### [Your goal]
Report how many rows below contain the string "front". Give the number alone.

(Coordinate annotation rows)
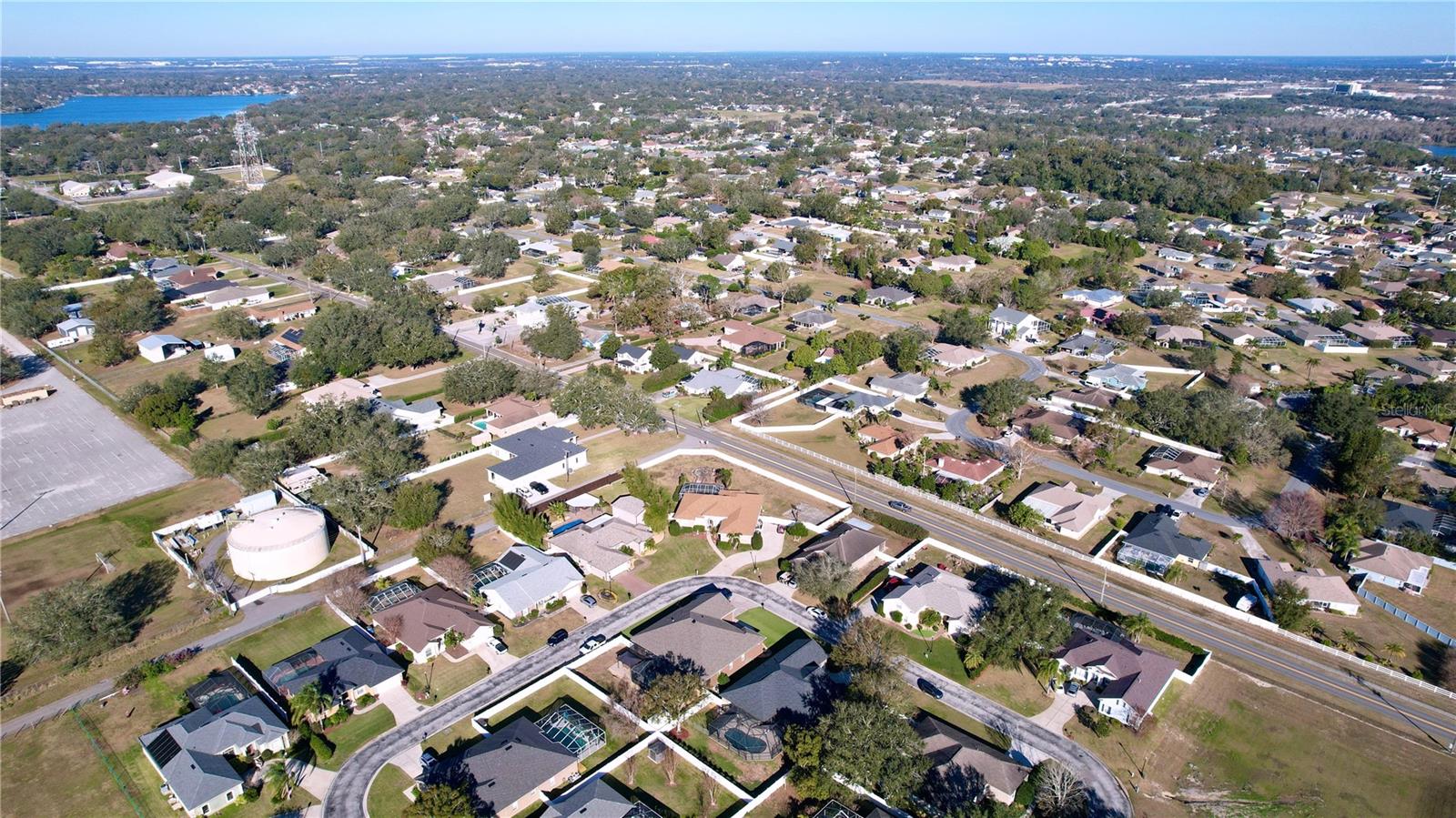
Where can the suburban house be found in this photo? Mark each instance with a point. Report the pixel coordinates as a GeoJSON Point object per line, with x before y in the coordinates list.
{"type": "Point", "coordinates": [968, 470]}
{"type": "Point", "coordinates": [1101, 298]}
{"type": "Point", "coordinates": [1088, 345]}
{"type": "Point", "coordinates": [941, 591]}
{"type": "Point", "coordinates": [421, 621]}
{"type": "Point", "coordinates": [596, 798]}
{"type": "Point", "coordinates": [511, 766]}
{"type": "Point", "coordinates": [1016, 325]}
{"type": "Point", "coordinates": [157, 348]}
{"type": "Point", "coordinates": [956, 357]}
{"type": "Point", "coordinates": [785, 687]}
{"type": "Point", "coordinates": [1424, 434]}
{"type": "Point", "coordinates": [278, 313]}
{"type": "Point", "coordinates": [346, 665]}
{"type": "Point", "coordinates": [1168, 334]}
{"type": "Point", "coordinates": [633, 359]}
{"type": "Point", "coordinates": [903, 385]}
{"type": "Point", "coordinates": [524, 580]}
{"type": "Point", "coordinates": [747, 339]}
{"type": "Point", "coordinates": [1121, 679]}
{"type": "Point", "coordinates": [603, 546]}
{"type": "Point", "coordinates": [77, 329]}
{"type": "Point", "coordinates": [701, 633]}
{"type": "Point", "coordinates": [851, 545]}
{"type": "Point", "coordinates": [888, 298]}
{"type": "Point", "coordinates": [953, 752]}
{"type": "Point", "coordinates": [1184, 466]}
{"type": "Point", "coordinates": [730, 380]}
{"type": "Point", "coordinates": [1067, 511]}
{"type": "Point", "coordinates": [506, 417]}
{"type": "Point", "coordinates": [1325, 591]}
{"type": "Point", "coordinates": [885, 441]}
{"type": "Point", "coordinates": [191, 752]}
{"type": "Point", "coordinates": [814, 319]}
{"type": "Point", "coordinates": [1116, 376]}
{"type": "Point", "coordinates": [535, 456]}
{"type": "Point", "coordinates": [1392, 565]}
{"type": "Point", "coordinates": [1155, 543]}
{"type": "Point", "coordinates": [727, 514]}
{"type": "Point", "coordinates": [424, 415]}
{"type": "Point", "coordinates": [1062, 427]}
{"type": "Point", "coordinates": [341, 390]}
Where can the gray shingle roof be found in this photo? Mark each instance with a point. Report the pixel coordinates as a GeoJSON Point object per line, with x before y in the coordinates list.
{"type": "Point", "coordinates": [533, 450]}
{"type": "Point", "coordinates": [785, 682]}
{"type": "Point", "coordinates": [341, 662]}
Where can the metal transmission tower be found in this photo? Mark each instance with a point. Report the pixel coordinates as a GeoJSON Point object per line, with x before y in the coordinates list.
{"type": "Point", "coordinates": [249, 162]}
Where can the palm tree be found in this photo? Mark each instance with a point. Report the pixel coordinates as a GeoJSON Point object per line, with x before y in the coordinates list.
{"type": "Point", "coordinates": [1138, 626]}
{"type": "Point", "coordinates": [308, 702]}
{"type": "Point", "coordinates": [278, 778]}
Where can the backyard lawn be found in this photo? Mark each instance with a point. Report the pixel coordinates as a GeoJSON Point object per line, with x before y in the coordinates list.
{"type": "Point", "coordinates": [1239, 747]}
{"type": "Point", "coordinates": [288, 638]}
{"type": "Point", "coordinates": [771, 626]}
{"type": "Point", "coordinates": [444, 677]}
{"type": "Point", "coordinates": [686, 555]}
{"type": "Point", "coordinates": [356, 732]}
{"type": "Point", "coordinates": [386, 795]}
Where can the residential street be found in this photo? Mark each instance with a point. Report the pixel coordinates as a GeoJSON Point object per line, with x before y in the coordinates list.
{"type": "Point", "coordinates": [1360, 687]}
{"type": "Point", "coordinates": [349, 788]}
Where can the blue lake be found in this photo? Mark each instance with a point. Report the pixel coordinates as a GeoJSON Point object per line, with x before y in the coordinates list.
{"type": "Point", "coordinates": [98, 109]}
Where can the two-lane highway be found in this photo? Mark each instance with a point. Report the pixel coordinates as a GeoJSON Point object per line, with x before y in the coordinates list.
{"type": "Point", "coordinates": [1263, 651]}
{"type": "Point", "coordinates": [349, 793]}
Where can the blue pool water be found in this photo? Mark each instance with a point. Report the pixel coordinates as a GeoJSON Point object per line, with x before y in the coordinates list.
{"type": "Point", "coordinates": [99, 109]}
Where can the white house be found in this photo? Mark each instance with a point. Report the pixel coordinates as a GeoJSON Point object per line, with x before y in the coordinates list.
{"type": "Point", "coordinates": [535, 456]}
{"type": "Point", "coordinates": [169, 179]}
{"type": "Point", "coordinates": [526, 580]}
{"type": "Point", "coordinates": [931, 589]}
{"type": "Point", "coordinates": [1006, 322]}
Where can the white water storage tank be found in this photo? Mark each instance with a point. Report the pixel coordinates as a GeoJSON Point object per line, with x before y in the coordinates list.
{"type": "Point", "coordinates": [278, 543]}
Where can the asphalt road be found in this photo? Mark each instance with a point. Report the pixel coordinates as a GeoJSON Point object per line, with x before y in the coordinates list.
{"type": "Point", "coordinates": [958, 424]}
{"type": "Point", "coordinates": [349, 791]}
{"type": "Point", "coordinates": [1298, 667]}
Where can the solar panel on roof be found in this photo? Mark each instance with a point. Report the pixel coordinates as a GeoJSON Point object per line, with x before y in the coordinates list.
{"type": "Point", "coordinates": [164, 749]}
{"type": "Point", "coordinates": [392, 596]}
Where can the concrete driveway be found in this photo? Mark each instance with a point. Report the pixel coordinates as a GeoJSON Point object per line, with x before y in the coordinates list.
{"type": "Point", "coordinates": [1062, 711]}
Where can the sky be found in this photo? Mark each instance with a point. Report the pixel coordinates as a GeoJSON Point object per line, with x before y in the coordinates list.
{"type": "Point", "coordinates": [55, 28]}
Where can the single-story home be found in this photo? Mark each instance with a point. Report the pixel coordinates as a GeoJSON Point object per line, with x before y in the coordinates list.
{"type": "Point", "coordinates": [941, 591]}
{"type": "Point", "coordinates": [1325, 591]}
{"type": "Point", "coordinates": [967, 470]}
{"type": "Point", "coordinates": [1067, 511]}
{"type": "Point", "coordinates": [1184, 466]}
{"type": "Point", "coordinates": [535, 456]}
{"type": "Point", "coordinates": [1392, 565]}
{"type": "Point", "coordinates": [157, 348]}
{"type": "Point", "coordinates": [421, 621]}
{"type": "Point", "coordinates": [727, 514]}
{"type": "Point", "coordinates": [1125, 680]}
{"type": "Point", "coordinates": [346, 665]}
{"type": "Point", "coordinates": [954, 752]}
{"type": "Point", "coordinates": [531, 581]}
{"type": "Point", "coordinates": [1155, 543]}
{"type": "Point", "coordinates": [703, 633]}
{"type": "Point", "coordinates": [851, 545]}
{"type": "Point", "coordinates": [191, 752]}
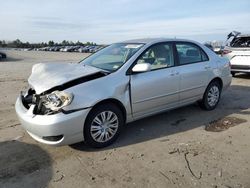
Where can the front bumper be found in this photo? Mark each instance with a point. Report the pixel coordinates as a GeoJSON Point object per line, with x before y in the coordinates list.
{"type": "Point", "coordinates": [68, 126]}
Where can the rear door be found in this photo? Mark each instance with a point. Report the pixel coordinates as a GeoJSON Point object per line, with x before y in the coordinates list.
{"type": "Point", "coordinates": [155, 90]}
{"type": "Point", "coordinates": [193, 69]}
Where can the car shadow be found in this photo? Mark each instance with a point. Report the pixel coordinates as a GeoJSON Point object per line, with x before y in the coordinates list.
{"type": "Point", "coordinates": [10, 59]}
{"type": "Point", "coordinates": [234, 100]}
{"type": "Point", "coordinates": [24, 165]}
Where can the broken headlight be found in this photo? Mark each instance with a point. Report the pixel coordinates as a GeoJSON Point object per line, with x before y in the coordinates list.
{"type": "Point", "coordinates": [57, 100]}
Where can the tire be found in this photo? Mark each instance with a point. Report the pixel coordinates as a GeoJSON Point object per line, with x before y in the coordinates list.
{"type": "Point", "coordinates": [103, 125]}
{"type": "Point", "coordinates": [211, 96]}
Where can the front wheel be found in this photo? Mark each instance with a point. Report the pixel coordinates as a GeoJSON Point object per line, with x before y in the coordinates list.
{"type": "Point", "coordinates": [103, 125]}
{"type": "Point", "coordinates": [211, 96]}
==
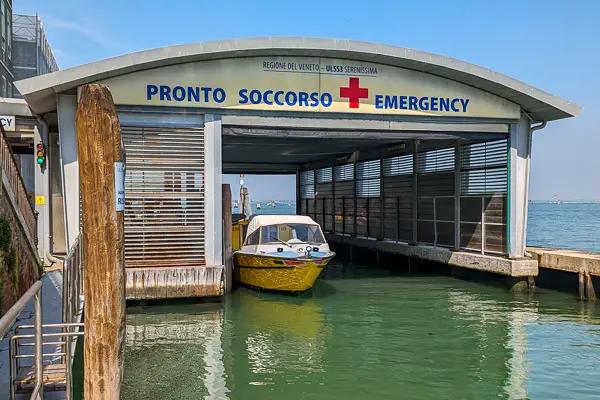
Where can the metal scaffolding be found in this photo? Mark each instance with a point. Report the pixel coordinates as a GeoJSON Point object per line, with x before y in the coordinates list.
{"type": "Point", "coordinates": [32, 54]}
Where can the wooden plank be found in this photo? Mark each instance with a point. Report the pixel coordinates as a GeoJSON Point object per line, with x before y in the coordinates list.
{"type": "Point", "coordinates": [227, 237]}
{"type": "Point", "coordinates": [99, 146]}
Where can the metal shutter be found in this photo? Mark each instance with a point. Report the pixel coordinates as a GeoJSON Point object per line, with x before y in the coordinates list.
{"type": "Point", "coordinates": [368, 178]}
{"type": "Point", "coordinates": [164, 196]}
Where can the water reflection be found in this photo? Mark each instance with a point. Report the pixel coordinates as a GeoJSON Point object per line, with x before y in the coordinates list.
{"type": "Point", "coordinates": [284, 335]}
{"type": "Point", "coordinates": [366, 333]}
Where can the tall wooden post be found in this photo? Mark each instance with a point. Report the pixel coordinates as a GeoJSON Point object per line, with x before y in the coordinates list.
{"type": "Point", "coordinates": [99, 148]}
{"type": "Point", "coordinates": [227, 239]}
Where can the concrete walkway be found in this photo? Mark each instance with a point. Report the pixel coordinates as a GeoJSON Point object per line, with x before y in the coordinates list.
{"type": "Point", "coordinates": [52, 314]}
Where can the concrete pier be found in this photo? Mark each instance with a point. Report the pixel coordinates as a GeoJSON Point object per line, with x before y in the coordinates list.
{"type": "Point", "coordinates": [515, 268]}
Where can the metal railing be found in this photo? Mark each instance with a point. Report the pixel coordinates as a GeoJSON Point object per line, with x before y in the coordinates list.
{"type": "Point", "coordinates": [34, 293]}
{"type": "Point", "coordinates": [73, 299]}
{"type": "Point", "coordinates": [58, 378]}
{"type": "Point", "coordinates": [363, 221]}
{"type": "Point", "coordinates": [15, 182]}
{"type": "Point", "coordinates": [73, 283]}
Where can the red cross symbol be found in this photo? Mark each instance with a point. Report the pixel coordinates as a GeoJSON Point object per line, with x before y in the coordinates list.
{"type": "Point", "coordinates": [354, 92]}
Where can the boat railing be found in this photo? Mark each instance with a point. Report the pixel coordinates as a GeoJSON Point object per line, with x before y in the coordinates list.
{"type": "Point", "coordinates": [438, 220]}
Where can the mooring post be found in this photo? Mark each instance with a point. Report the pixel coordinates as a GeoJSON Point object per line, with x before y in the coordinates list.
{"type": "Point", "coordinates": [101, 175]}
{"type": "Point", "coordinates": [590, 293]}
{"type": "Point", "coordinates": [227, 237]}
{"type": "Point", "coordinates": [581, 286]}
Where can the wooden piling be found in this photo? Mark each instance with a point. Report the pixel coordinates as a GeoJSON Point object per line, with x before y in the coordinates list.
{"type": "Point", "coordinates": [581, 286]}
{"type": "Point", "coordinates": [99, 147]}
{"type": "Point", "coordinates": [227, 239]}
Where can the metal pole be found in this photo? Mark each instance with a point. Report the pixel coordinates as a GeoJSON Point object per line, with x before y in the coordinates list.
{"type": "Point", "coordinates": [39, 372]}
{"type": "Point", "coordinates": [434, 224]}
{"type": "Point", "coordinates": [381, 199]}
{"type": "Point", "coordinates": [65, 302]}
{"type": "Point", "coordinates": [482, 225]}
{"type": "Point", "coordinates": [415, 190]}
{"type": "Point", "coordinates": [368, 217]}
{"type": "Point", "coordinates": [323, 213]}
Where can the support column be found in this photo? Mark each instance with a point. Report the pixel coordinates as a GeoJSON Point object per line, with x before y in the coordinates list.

### [Written response]
2